## SET EXERCISE
Extract each line of the records below that contains the string "yellow". Case matters.

►

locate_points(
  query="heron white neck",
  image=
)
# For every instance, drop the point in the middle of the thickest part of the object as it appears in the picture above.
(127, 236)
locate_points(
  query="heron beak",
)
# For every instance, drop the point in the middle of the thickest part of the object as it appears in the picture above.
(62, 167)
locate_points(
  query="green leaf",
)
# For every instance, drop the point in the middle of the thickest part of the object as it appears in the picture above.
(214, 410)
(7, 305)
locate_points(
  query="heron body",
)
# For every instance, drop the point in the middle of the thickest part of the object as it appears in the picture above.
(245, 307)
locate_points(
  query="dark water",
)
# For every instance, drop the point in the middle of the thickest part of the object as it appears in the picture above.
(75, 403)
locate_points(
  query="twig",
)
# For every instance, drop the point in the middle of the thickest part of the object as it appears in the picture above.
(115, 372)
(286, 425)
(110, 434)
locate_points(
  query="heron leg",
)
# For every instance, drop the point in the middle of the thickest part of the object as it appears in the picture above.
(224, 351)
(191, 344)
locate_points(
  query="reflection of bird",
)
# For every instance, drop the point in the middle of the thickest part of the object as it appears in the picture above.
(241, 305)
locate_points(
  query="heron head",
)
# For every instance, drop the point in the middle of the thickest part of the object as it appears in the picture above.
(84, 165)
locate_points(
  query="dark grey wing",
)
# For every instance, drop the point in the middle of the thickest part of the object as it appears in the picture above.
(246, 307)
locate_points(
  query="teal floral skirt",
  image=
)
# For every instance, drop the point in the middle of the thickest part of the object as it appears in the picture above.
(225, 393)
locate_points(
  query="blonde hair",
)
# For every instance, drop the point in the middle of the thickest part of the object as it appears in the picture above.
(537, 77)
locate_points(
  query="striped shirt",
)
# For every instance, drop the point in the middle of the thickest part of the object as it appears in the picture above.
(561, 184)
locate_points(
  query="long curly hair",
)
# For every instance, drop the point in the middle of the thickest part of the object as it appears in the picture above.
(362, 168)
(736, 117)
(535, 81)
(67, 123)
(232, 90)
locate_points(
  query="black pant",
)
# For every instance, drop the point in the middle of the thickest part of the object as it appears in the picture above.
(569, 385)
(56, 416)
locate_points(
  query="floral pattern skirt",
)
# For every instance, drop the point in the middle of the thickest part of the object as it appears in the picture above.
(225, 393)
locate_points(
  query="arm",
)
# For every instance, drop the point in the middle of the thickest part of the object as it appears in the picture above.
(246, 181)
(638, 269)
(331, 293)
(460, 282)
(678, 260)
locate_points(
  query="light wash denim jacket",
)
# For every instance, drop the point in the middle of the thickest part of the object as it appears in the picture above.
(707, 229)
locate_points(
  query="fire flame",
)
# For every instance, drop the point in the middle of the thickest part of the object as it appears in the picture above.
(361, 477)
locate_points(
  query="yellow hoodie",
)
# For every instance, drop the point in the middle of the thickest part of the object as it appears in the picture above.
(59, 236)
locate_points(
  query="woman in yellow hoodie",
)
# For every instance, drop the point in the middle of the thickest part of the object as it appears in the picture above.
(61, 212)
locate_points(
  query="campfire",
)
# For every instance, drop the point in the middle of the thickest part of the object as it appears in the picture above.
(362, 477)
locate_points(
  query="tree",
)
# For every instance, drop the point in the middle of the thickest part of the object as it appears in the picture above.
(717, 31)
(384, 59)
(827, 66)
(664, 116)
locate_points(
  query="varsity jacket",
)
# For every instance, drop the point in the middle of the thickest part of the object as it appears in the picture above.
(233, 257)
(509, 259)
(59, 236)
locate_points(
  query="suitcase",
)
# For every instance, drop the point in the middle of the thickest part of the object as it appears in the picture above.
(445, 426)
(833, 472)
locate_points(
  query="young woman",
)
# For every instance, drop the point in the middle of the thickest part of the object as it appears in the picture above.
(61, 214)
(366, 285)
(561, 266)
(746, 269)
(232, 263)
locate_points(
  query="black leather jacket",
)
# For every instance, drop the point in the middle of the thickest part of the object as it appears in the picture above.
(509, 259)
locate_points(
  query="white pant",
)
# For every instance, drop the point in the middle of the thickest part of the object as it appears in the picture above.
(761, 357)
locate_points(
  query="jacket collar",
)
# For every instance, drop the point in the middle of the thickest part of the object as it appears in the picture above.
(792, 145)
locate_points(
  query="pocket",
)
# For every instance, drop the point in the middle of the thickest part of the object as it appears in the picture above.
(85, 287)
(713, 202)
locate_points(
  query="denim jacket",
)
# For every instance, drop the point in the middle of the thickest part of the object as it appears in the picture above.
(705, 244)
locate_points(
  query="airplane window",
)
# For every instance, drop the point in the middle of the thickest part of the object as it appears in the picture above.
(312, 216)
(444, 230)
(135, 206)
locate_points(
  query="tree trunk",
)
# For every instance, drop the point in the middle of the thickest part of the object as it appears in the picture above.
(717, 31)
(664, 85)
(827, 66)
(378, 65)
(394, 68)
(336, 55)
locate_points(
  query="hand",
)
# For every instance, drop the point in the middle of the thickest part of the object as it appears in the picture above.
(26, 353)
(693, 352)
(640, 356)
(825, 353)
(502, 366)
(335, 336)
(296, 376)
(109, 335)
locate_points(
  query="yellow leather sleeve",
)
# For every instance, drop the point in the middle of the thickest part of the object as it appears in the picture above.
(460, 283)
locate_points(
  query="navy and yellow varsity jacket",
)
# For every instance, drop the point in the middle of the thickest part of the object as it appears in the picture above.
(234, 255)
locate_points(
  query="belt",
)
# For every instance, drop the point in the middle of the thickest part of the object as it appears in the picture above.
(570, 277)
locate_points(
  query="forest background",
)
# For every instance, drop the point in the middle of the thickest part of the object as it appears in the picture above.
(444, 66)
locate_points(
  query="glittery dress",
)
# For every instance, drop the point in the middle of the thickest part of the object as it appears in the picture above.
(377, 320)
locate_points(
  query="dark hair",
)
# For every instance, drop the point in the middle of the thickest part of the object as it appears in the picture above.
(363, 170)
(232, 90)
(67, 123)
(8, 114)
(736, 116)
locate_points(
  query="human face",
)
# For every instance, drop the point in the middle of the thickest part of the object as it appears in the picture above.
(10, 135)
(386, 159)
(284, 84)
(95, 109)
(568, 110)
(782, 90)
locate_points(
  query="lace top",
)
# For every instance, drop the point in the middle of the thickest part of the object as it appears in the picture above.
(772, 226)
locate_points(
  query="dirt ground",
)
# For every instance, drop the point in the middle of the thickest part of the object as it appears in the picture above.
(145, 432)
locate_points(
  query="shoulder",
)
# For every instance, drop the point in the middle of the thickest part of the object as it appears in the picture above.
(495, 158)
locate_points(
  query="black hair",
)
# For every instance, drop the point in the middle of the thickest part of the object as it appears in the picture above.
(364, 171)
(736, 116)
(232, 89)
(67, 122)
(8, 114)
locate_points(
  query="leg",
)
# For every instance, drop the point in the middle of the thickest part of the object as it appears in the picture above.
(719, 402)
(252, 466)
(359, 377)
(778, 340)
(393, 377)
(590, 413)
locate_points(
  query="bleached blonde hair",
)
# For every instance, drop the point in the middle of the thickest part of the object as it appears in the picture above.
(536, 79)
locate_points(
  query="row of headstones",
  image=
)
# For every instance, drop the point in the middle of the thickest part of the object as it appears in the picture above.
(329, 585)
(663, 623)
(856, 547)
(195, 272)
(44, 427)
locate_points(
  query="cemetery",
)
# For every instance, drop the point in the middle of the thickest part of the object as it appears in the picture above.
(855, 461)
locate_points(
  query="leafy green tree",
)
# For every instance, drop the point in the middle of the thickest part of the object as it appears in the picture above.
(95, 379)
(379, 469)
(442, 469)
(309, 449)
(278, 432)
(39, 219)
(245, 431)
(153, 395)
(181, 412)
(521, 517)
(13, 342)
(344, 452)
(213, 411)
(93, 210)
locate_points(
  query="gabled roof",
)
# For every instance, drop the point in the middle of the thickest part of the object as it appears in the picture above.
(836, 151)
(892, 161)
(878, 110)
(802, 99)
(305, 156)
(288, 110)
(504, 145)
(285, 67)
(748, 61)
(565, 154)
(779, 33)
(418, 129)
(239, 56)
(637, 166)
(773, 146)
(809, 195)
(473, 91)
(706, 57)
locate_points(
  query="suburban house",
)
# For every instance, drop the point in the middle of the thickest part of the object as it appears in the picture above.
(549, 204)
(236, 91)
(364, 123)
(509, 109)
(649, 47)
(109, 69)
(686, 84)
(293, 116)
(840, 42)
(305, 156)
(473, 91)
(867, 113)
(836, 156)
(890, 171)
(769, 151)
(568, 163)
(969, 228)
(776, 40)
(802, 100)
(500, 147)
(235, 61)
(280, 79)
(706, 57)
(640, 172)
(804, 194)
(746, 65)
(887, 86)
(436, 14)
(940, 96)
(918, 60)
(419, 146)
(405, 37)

◄

## THE RESULT
  query="yellow hoodie",
  query="woman in yellow hoodie",
  query="yellow leather sleeve",
  query="navy and yellow varsity jacket",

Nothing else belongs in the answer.